→ **Task details**: Pick out each line in the items below that contains the string "left", treating uppercase and lowercase as different, and copy those lines.

── Records for this exercise ──

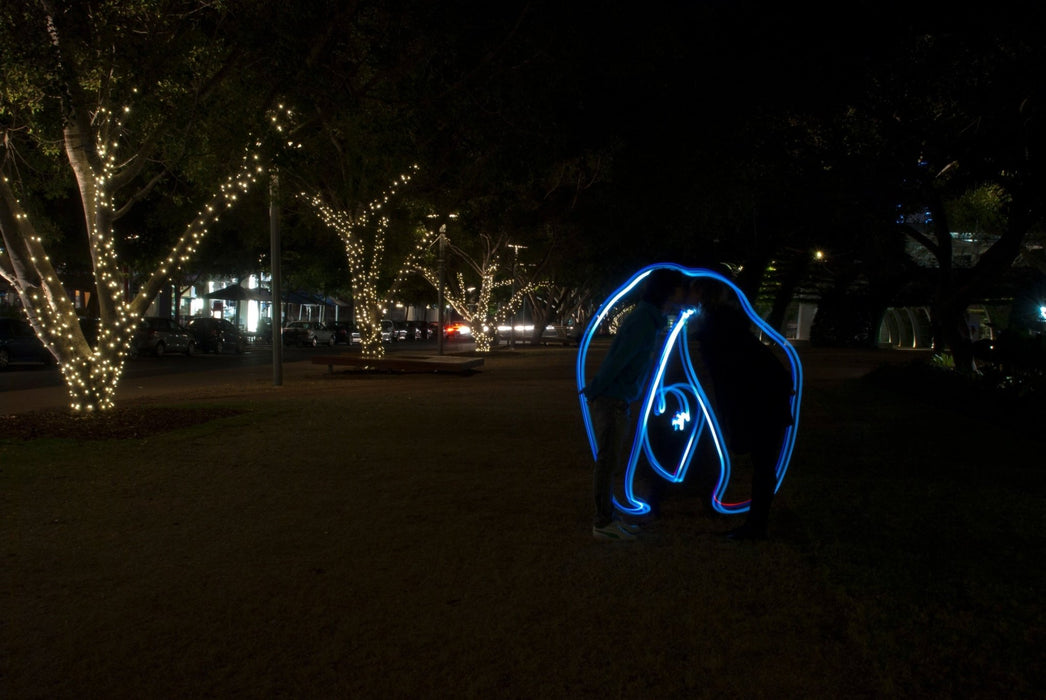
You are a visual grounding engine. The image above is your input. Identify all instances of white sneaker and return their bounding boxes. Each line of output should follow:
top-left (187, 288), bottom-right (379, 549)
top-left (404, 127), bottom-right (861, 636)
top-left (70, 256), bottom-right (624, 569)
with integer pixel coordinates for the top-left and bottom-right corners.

───

→ **Full output**:
top-left (187, 288), bottom-right (379, 549)
top-left (404, 127), bottom-right (861, 636)
top-left (70, 256), bottom-right (624, 569)
with integer pixel coordinates for the top-left and bottom-right corners.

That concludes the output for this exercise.